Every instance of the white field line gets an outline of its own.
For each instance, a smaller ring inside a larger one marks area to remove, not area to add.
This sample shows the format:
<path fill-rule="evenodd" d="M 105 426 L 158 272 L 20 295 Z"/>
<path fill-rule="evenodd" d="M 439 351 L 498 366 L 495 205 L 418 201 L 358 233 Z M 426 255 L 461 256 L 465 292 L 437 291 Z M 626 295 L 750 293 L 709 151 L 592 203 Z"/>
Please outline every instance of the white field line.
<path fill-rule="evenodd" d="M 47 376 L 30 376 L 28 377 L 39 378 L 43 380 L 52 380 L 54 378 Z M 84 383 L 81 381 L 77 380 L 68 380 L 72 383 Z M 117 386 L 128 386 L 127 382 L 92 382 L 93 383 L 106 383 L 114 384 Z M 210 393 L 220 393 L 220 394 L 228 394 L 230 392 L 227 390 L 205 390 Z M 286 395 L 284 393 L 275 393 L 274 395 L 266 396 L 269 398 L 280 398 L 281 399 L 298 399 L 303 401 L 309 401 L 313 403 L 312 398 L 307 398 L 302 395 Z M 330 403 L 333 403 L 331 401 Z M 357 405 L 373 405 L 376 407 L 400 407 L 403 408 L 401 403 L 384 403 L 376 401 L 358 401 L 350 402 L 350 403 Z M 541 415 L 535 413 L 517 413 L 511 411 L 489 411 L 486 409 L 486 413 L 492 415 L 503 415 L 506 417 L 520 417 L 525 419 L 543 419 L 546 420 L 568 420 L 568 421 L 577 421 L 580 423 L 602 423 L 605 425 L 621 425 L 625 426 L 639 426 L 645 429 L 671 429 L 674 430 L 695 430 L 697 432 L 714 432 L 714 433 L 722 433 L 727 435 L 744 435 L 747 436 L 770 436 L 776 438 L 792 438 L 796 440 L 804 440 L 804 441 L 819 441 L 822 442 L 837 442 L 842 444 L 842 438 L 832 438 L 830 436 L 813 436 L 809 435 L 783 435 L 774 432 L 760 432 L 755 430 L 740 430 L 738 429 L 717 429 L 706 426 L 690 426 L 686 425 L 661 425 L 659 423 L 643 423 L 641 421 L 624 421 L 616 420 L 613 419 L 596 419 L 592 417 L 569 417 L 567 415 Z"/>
***
WORK TO BE COMPLETED: Can you give every line of the records above as a JSON list of strings, one string per line, with any blank lines left out?

THE REPLY:
[
  "Every instance of the white field line gets an outline of its own.",
  "For each instance, a smaller ring inside a larger one marks area to remove, not area to add.",
  "This sample shows the format:",
  "<path fill-rule=\"evenodd\" d=\"M 105 426 L 158 272 L 20 295 Z\"/>",
  "<path fill-rule=\"evenodd\" d=\"M 439 351 L 498 366 L 495 205 L 418 201 L 358 233 Z M 426 255 L 461 256 L 465 292 L 437 291 Z M 626 295 L 750 293 L 709 151 L 592 203 Z\"/>",
  "Please outline every instance of the white field line.",
  "<path fill-rule=\"evenodd\" d=\"M 47 376 L 30 376 L 28 377 L 39 378 L 43 380 L 52 380 L 54 378 Z M 84 383 L 81 381 L 77 380 L 68 380 L 72 383 Z M 117 386 L 128 386 L 127 382 L 92 382 L 93 383 L 106 383 L 114 384 Z M 210 393 L 220 393 L 220 394 L 228 394 L 230 392 L 227 390 L 205 390 Z M 286 395 L 284 393 L 275 393 L 274 395 L 266 396 L 269 398 L 280 398 L 281 399 L 298 399 L 303 401 L 309 401 L 313 403 L 312 398 L 307 398 L 302 395 Z M 330 403 L 333 403 L 331 401 Z M 357 405 L 373 405 L 376 407 L 400 407 L 403 408 L 401 403 L 384 403 L 376 401 L 358 401 L 350 402 L 350 403 Z M 541 415 L 535 413 L 517 413 L 511 411 L 489 411 L 486 409 L 486 413 L 492 415 L 503 415 L 506 417 L 520 417 L 525 419 L 543 419 L 546 420 L 568 420 L 568 421 L 577 421 L 580 423 L 602 423 L 605 425 L 621 425 L 625 426 L 639 426 L 645 429 L 671 429 L 674 430 L 695 430 L 697 432 L 714 432 L 714 433 L 722 433 L 727 435 L 744 435 L 747 436 L 770 436 L 776 438 L 792 438 L 796 440 L 804 440 L 804 441 L 819 441 L 822 442 L 837 442 L 842 444 L 842 438 L 832 438 L 830 436 L 813 436 L 809 435 L 783 435 L 774 432 L 760 432 L 755 430 L 740 430 L 738 429 L 717 429 L 706 426 L 690 426 L 686 425 L 661 425 L 659 423 L 643 423 L 641 421 L 624 421 L 616 420 L 613 419 L 596 419 L 592 417 L 569 417 L 567 415 Z\"/>"
]